▶ [Instructions to follow]: Copy out the whole listing exactly as given. Skip the pictures.
--*--
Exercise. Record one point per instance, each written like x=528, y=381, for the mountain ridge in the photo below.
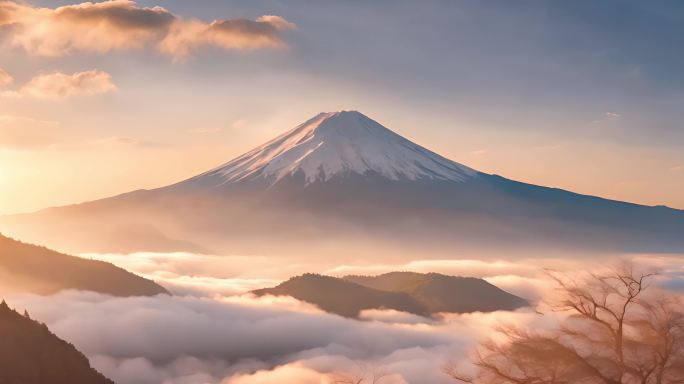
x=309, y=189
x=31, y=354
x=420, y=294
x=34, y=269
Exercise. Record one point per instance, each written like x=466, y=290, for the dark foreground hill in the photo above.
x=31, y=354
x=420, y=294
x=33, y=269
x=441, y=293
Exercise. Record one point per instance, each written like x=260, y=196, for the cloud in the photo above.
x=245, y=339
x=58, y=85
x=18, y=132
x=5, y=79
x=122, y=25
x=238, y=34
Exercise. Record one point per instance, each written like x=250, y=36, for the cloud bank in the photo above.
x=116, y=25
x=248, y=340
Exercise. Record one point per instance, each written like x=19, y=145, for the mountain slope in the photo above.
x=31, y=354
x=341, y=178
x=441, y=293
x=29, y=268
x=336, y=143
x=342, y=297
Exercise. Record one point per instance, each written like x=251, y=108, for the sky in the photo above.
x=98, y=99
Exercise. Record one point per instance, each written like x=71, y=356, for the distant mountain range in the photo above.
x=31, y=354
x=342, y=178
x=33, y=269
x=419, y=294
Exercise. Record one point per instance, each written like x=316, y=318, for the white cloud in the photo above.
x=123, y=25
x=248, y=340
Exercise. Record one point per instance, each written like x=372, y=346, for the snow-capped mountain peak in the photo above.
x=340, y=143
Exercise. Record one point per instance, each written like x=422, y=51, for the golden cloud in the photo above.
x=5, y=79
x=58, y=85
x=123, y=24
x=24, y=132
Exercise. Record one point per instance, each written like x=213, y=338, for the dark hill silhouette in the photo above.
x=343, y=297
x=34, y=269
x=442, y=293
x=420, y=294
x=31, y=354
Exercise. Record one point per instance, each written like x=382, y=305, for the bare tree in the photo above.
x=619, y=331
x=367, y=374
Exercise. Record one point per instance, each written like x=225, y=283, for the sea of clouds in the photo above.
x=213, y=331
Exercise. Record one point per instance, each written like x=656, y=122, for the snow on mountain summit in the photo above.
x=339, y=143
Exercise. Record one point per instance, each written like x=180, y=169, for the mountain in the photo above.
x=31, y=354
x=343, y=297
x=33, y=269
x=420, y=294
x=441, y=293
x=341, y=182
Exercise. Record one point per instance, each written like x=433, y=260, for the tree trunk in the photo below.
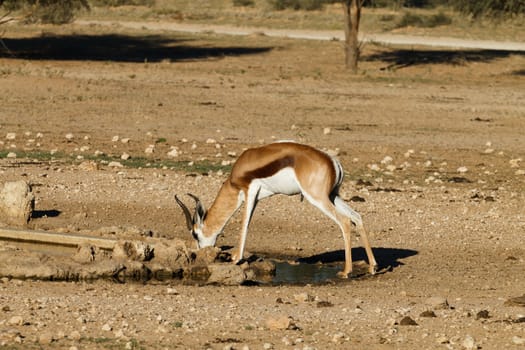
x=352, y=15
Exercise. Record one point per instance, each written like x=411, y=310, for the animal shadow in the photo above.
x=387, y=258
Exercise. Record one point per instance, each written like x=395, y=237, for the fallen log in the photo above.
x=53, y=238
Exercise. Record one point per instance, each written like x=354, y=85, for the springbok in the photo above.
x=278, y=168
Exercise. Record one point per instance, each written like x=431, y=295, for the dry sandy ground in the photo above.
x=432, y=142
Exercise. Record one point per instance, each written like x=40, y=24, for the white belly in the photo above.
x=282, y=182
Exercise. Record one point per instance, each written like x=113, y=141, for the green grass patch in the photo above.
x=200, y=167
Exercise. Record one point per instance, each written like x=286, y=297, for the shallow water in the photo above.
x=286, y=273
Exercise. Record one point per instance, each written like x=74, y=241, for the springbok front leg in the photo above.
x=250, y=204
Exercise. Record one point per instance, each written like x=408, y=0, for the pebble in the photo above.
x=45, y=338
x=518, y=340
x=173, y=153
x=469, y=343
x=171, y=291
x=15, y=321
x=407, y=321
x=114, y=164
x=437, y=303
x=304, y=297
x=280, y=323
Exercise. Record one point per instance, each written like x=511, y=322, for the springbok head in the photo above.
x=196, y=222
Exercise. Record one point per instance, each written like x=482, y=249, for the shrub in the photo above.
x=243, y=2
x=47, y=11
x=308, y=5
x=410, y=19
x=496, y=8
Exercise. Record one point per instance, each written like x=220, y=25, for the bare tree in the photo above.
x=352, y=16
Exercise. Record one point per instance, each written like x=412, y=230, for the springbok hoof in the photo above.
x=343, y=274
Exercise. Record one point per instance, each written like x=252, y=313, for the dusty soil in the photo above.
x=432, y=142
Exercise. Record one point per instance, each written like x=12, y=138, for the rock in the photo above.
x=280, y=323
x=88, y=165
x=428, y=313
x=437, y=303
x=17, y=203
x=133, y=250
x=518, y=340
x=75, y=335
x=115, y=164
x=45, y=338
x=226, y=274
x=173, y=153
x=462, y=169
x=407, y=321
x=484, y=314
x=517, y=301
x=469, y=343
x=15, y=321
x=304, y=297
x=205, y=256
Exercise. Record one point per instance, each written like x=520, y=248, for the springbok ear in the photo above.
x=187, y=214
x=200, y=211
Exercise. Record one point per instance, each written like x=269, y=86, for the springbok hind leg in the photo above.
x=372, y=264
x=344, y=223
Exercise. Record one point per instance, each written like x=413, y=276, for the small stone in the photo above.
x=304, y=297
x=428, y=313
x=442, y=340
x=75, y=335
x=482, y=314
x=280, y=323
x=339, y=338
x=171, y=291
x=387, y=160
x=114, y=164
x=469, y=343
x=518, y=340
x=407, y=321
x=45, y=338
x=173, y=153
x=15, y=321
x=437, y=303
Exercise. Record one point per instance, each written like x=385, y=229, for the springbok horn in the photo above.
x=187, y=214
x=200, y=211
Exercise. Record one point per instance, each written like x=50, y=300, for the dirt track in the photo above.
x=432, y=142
--*--
▶ [Reply to the task]:
Exercise. Record one point per instance, each written like x=528, y=381, for the mountain ridge in the photo below.
x=309, y=189
x=31, y=354
x=420, y=294
x=34, y=269
Exercise. Record one point per instance, each written like x=466, y=290, for the dark foreground hill in the photo above.
x=31, y=354
x=420, y=294
x=33, y=269
x=441, y=293
Exercise. Record one point per instance, each written like x=260, y=196, for the cloud in the photo above.
x=245, y=339
x=58, y=85
x=18, y=132
x=5, y=79
x=122, y=25
x=238, y=34
Exercise. Record one point per instance, each written like x=250, y=36, for the cloud bank in the photo above.
x=116, y=25
x=248, y=340
Exercise. Record one point per instance, each written like x=19, y=145, for the mountain slope in the photo above.
x=31, y=354
x=341, y=178
x=441, y=293
x=29, y=268
x=336, y=143
x=342, y=297
Exercise. Record one point per instance, each written like x=251, y=108, for the sky in the photo above.
x=98, y=99
Exercise. Record one point per instance, each written like x=71, y=356, for the distant mountain range in the photo above.
x=31, y=354
x=342, y=178
x=33, y=269
x=419, y=294
Exercise. Record one point per instance, each written like x=316, y=318, for the white cloud in the photo above.
x=123, y=25
x=248, y=340
Exercise. Record one point per instance, each written like x=372, y=346, for the snow-capped mountain peak in the photo above.
x=340, y=143
Exercise. Record one point per instance, each written like x=422, y=51, for the golden cloud in the photo above.
x=5, y=79
x=58, y=85
x=123, y=24
x=24, y=132
Exercise. Record one point per instance, each written like x=213, y=338, for the dark hill silhouette in the photo above.
x=343, y=297
x=34, y=269
x=442, y=293
x=420, y=294
x=31, y=354
Exercise. Record one point per instance, each written like x=382, y=305, for the bare tree in the photo above.
x=619, y=331
x=367, y=374
Exercise. Record one point per instance, each written like x=225, y=283, for the sea of clouds in the photo above.
x=213, y=331
Exercise. Record one point per instance, each written like x=656, y=122, for the snow on mountain summit in the photo above.
x=339, y=143
Exercise. Record one point per instance, each written like x=180, y=169, for the mountain in the photo above.
x=31, y=354
x=343, y=297
x=33, y=269
x=420, y=294
x=441, y=293
x=341, y=182
Exercise. Record one point per instance, each written like x=433, y=260, for the tree trunk in the photo below.
x=352, y=15
Exercise. Record one point per instance, each written like x=411, y=310, for the animal shadow in the photo above.
x=387, y=258
Exercise. Record one point per instance, each written like x=395, y=237, for the fallen log in the photo above.
x=53, y=238
Exercise. Record one point per instance, each written like x=354, y=85, for the springbok in the photo above.
x=278, y=168
Exercise. Record one point per instance, each written like x=431, y=295, for the dry sandy ground in the photo above.
x=432, y=142
Exercise. Record one point per instance, each written like x=40, y=24, for the white belly in the photo above.
x=282, y=182
Exercise. Record one point per instance, each written like x=113, y=141, for the green grass patch in the photo above.
x=200, y=167
Exercise. Record one point per instance, each written like x=286, y=297, for the shallow water in the photo above.
x=286, y=273
Exercise. Record one point per instance, each written like x=74, y=241, for the springbok front leg in the photo above.
x=250, y=204
Exercise. Record one point per instance, each written like x=408, y=0, for the pebble in the photo above.
x=45, y=338
x=518, y=340
x=173, y=153
x=469, y=343
x=171, y=291
x=15, y=321
x=407, y=321
x=114, y=164
x=437, y=303
x=304, y=297
x=280, y=323
Exercise. Record one point per instance, each written like x=511, y=322, for the springbok head in the photo above.
x=196, y=222
Exercise. Record one point per instance, each written like x=482, y=249, for the shrub in the photo above.
x=243, y=2
x=47, y=11
x=308, y=5
x=410, y=19
x=496, y=8
Exercise. Record one point per instance, each written like x=220, y=25, for the bare tree in the photo above.
x=352, y=16
Exercise. Record one point per instance, each written like x=412, y=230, for the springbok hoof in the photo above.
x=343, y=274
Exercise. Record one point per instance, each written like x=252, y=313, for the dusty soil in the photo above.
x=432, y=142
Exercise. Record one point per instance, each written like x=12, y=138, for the rock in the photo above.
x=280, y=323
x=88, y=165
x=428, y=313
x=437, y=303
x=17, y=203
x=133, y=250
x=518, y=340
x=75, y=335
x=115, y=164
x=45, y=338
x=226, y=274
x=173, y=153
x=462, y=169
x=407, y=321
x=484, y=314
x=517, y=301
x=469, y=343
x=15, y=321
x=304, y=297
x=205, y=256
Exercise. Record one point per instance, each written like x=520, y=248, for the springbok ear in the photo above.
x=187, y=214
x=200, y=211
Exercise. Record one point per instance, each written like x=269, y=86, for the springbok hind leg in the photo above.
x=372, y=264
x=344, y=223
Exercise. Record one point per instance, each written like x=413, y=276, for the small stone in the photo above.
x=304, y=297
x=428, y=313
x=442, y=340
x=75, y=335
x=482, y=314
x=280, y=323
x=339, y=338
x=171, y=291
x=387, y=160
x=114, y=164
x=469, y=343
x=518, y=340
x=407, y=321
x=45, y=338
x=173, y=153
x=15, y=321
x=437, y=303
Exercise. Record one point per instance, each written like x=385, y=229, for the springbok horn in the photo above.
x=187, y=214
x=200, y=211
Exercise. Record one point per instance, each written like x=50, y=300, for the dirt track in the photo above.
x=432, y=142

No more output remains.